Stored dataset items:
## Start

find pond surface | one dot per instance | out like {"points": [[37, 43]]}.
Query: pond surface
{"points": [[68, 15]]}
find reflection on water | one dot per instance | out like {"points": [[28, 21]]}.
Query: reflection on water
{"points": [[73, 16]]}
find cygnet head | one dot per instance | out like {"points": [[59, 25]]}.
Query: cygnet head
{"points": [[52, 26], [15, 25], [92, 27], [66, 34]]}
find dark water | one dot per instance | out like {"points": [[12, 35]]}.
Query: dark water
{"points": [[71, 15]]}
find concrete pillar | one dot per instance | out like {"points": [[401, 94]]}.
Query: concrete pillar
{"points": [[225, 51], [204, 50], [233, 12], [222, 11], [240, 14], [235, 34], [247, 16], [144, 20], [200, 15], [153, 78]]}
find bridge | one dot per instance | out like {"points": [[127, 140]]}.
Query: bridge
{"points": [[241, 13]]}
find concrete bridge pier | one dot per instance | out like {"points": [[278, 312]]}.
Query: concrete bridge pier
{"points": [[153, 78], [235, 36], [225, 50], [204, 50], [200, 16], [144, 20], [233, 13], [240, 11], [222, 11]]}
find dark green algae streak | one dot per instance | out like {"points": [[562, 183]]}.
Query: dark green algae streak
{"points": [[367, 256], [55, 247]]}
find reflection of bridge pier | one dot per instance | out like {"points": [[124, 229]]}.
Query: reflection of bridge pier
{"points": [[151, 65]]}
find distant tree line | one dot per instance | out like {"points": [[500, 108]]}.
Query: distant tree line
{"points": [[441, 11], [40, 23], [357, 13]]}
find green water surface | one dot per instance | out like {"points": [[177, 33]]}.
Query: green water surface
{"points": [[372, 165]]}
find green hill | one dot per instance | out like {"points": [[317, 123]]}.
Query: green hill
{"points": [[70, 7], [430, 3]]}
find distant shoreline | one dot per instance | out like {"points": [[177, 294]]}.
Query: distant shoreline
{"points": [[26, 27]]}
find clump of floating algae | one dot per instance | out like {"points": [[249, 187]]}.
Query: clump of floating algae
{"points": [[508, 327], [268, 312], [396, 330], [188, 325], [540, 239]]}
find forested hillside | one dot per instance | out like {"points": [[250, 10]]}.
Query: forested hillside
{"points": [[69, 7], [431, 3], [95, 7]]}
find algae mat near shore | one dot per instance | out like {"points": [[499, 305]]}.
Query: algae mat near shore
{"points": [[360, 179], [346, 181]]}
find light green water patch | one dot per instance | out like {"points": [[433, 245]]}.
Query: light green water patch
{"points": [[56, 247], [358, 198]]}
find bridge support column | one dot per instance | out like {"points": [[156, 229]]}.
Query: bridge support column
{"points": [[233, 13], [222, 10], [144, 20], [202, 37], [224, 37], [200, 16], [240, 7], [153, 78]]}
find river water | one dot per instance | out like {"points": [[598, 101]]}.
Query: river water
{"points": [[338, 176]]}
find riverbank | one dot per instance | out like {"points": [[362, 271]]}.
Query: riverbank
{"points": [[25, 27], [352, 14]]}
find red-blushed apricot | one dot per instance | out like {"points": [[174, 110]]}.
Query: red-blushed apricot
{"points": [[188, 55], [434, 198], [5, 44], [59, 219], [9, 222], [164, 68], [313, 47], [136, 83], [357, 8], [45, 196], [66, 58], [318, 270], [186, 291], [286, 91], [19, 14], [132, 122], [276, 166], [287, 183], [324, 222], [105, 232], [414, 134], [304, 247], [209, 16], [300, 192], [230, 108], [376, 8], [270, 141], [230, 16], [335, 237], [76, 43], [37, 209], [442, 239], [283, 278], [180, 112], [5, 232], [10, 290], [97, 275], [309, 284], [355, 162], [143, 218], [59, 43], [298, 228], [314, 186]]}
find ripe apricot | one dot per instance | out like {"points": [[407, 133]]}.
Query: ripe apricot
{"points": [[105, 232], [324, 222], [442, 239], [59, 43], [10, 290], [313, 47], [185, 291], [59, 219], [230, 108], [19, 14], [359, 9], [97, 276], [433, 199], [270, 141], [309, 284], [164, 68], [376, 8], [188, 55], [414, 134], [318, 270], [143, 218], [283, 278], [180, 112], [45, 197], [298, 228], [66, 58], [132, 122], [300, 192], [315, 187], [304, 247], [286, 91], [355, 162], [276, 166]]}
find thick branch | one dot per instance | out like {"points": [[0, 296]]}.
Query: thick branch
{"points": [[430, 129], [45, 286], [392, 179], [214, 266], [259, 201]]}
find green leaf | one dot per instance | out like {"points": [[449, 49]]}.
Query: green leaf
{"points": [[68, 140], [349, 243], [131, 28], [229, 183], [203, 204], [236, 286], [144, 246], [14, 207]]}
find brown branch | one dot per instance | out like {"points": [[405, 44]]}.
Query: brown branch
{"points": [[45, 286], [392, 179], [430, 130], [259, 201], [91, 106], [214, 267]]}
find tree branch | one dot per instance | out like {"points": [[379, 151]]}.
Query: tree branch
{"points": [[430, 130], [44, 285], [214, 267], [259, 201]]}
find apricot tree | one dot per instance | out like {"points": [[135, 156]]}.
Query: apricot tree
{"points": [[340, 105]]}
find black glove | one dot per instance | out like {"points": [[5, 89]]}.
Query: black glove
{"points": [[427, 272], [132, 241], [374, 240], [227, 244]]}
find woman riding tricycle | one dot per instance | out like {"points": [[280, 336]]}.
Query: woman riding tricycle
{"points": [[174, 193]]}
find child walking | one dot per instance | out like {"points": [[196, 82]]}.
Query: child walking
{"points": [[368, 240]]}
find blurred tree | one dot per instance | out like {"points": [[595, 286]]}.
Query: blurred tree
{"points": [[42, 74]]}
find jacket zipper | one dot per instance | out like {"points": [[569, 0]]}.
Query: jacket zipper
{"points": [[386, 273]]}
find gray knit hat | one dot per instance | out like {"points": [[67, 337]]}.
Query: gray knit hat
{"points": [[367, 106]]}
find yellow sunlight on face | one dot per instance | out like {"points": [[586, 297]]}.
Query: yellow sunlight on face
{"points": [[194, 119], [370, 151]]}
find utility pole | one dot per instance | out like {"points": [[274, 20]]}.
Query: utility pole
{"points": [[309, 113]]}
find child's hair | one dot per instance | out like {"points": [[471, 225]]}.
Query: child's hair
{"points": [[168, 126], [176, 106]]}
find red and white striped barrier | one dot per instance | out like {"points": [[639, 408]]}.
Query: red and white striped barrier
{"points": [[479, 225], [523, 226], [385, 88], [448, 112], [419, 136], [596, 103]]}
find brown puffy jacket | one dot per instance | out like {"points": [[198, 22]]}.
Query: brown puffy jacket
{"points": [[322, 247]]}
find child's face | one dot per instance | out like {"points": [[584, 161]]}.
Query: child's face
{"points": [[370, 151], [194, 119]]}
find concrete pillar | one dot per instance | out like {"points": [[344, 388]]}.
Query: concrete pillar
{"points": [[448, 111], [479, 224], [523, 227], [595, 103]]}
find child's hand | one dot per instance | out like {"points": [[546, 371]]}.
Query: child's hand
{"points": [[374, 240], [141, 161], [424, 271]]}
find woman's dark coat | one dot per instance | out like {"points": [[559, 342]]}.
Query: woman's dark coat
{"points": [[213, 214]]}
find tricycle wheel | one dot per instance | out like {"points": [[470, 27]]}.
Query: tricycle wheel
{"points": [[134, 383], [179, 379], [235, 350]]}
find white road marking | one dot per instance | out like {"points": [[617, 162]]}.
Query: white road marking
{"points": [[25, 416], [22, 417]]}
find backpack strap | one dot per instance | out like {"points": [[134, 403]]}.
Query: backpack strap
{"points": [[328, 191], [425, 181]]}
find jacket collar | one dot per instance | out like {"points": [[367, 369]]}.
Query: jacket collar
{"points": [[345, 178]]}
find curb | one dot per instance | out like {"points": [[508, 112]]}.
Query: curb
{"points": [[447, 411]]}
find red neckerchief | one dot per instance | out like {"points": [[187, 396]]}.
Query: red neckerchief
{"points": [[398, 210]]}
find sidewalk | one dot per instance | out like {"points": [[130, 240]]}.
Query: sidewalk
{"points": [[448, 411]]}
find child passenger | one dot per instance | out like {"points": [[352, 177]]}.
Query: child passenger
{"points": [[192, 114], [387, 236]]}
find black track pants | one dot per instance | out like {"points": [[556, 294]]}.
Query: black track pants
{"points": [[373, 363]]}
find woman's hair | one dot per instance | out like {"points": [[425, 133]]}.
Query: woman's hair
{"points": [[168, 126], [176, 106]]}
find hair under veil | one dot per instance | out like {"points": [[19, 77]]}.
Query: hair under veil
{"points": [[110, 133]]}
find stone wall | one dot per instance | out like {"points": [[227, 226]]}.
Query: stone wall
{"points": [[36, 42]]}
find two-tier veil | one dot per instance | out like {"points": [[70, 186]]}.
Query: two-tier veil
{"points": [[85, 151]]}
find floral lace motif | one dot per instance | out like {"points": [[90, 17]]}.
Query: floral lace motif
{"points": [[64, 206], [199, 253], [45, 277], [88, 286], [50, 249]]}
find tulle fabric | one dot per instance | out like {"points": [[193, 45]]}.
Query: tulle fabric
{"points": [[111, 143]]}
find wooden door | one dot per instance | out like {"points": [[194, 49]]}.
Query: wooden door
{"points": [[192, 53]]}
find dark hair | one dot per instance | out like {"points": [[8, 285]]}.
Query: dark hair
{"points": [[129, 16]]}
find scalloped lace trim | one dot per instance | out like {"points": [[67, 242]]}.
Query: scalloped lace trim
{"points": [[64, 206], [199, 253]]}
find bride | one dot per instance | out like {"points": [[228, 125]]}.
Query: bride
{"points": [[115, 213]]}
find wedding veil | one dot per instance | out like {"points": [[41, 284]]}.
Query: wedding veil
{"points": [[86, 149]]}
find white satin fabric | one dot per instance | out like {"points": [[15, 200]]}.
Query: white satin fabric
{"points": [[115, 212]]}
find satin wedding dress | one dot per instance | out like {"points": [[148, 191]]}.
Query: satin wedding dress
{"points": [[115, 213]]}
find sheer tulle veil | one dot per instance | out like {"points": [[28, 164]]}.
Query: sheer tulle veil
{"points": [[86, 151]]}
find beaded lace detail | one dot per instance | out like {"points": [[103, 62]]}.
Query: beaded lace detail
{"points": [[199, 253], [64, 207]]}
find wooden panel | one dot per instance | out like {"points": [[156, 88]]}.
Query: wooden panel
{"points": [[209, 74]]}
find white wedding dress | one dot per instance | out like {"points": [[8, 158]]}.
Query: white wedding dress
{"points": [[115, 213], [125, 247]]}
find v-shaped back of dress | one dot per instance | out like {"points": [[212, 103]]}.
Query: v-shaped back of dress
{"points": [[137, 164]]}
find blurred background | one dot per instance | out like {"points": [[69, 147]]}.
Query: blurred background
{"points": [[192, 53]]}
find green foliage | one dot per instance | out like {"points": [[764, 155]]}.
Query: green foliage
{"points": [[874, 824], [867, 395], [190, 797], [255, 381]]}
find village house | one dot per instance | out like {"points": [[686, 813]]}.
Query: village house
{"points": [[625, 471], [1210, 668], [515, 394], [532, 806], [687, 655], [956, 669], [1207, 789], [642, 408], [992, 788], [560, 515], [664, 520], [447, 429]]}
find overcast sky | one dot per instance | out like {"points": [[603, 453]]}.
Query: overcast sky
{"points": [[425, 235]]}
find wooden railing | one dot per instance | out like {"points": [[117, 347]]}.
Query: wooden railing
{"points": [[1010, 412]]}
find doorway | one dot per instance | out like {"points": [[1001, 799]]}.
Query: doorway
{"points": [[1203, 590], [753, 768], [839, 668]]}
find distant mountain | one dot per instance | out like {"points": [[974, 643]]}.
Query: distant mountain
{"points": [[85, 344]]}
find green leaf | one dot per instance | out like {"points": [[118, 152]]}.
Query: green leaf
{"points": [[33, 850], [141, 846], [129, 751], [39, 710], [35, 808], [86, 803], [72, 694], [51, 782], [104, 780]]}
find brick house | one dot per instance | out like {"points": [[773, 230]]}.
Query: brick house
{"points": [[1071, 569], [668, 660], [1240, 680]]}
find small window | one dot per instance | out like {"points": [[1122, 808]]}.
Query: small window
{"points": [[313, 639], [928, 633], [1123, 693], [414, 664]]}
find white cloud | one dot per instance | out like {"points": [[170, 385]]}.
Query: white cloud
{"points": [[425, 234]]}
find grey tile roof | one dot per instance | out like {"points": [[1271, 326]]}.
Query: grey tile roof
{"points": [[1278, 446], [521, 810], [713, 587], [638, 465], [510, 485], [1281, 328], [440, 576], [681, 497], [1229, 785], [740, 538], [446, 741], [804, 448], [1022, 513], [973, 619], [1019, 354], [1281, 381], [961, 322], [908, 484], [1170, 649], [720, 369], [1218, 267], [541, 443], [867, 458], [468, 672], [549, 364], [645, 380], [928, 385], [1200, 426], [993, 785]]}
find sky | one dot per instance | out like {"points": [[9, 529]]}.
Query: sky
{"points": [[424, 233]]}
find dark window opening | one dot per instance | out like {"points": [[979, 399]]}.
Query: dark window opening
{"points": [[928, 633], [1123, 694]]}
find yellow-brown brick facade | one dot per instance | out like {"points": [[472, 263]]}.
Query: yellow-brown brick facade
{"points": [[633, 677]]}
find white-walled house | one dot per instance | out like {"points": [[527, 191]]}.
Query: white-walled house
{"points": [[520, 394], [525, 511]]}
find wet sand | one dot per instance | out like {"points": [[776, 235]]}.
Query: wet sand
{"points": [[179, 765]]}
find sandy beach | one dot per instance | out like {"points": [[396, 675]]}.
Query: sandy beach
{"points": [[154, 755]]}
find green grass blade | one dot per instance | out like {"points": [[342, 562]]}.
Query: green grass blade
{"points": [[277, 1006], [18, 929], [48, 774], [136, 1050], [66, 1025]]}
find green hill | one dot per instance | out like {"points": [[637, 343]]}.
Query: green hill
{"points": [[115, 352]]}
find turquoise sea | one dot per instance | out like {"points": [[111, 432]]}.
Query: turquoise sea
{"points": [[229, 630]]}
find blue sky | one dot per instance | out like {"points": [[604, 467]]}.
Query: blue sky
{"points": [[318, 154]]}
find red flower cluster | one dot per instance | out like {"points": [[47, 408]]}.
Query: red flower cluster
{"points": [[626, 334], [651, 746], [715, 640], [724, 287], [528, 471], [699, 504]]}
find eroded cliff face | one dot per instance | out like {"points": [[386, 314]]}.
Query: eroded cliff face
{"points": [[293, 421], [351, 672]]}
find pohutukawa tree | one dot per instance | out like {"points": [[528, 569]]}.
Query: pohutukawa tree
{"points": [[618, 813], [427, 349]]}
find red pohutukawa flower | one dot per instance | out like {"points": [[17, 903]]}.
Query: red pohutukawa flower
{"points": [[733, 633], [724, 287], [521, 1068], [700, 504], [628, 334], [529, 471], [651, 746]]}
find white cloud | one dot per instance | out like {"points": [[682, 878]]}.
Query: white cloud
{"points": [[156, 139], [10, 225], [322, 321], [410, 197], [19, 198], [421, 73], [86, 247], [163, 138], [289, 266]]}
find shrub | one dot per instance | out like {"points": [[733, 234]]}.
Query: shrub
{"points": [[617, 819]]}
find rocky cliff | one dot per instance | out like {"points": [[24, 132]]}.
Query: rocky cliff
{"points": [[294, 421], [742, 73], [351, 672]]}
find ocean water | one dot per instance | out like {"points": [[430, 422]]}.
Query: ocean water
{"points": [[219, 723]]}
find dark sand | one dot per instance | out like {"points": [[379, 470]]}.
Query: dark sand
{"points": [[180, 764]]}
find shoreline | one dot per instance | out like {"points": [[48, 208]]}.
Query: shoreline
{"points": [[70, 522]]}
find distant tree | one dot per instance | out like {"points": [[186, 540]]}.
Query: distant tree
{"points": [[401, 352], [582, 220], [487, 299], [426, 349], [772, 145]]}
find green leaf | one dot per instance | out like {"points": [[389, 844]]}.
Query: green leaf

## End

Written request
Each line from the one containing "find pohutukawa tree" to the end of the records should be echoed exactly, and no other line.

Output of the exercise
find pohutukawa tree | one dot per instance | out like {"points": [[528, 569]]}.
Query: pohutukawa tree
{"points": [[618, 813], [427, 349]]}
find red pohutukawa flower | one dot per instance | out like {"points": [[17, 903]]}.
Query: red pohutukawa flower
{"points": [[733, 633], [724, 287], [521, 1068], [700, 504], [628, 334], [529, 471], [651, 746]]}
find white cloud | one dot per instance | out like {"points": [[682, 878]]}.
Query: white cloud
{"points": [[156, 139], [10, 225], [322, 321], [410, 197], [19, 198], [421, 73], [86, 247], [163, 138], [289, 266]]}
find shrub | one dot per instance | out like {"points": [[733, 234]]}.
Query: shrub
{"points": [[617, 819]]}
find rocky cliff | one dot per instance | out like {"points": [[24, 132]]}.
Query: rocky cliff
{"points": [[294, 421], [742, 73], [351, 672]]}
find ocean water | one dot per instance | out like {"points": [[430, 422]]}.
Query: ocean water
{"points": [[219, 723]]}
find dark sand | one dot per instance | out like {"points": [[379, 470]]}.
Query: dark sand
{"points": [[180, 764]]}
find shoreline | one dot per instance | out like {"points": [[48, 208]]}.
Query: shoreline
{"points": [[70, 522]]}
find distant tree | one dot per instance | out like {"points": [[186, 540]]}.
Query: distant tree
{"points": [[401, 352], [582, 220], [487, 299], [426, 349], [772, 145]]}
find green leaf | one dot per instance | out like {"points": [[389, 844]]}.
Query: green leaf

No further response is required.